__INPUT__.
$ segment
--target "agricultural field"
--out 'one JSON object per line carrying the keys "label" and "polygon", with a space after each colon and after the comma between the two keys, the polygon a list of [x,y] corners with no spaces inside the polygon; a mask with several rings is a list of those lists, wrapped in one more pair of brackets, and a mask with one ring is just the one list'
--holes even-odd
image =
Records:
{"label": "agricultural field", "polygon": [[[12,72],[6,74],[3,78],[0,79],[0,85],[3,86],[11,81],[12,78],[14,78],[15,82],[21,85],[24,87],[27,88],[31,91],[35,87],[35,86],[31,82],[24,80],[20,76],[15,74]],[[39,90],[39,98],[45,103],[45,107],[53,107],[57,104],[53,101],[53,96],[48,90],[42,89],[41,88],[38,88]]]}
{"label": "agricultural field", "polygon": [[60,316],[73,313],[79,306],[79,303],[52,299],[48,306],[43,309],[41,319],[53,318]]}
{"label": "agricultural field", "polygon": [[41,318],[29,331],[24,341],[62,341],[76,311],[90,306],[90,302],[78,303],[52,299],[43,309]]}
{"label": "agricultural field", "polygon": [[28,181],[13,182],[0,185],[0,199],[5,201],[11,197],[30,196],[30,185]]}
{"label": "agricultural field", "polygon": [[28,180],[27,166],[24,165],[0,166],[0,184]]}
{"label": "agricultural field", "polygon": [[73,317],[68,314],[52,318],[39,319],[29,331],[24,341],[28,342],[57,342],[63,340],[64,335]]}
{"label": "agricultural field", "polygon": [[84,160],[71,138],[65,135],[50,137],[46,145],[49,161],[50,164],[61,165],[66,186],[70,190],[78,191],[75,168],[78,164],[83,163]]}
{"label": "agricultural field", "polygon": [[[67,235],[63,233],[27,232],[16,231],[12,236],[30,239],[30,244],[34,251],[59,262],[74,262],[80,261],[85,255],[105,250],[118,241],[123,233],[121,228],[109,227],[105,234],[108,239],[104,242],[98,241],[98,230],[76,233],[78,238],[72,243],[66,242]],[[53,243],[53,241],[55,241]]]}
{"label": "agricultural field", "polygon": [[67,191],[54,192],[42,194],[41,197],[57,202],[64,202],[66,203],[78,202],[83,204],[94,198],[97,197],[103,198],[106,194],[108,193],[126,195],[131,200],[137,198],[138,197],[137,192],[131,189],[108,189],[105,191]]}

__SET EXERCISE__.
Shift every polygon coordinate in the answers by adding -33 to each x and y value, then reproduce all of the data above in full, requests included.

__COMPLETED EXERCISE__.
$ segment
--target "agricultural field"
--out 'one JSON object per line carrying the keys "label" and "polygon", with a space after each colon and after the comma between the two keys, the polygon a list of [x,y] corners with no spaces inside the polygon; a mask with several rings is a list of those lists, wrapped in one more pair of brackets, and a mask with one ring is just the one list'
--holes even-odd
image =
Records:
{"label": "agricultural field", "polygon": [[[-21,39],[-27,41],[-30,45],[-33,46],[-33,52],[-30,53],[-22,48],[-21,45],[-19,45],[-18,49],[-12,52],[-9,54],[-6,55],[-2,58],[2,54],[2,53],[-2,49],[-9,47],[-13,43],[-18,41]],[[6,57],[6,65],[12,70],[12,74],[20,74],[24,71],[20,68],[20,63],[15,57],[9,56],[8,55],[5,55]]]}
{"label": "agricultural field", "polygon": [[27,283],[40,280],[46,273],[46,270],[19,266],[15,273],[10,276],[8,286],[20,285]]}
{"label": "agricultural field", "polygon": [[8,285],[-4,298],[-9,308],[29,308],[43,278],[57,273],[57,269],[45,270],[19,266],[10,276]]}
{"label": "agricultural field", "polygon": [[-5,148],[-20,149],[-33,152],[-33,166],[-28,168],[-22,164],[-3,163],[-3,152]]}
{"label": "agricultural field", "polygon": [[-5,147],[-6,133],[-9,132],[-33,133],[-33,151]]}
{"label": "agricultural field", "polygon": [[40,284],[35,281],[19,285],[6,286],[-4,298],[-9,308],[-5,309],[24,309],[30,307],[31,302]]}
{"label": "agricultural field", "polygon": [[51,127],[38,105],[32,102],[17,104],[13,112],[16,128],[17,131],[28,132],[33,153],[37,157],[45,158],[42,135],[45,131],[50,130]]}
{"label": "agricultural field", "polygon": [[[34,202],[30,200],[-6,199],[-17,198],[-21,203],[-3,206],[-3,211],[1,218],[26,229],[41,229],[47,228],[52,222],[72,217],[85,208],[90,200],[88,195],[76,194],[72,201],[75,206],[71,209],[65,208],[65,197],[43,200],[45,205],[39,210],[33,209]],[[20,210],[20,208],[22,208]]]}
{"label": "agricultural field", "polygon": [[34,158],[21,159],[9,161],[8,164],[24,169],[31,169],[33,170],[45,169],[50,171],[61,165],[64,164],[70,165],[73,161],[75,160],[93,162],[98,167],[104,165],[105,164],[104,159],[98,156],[75,156],[72,158]]}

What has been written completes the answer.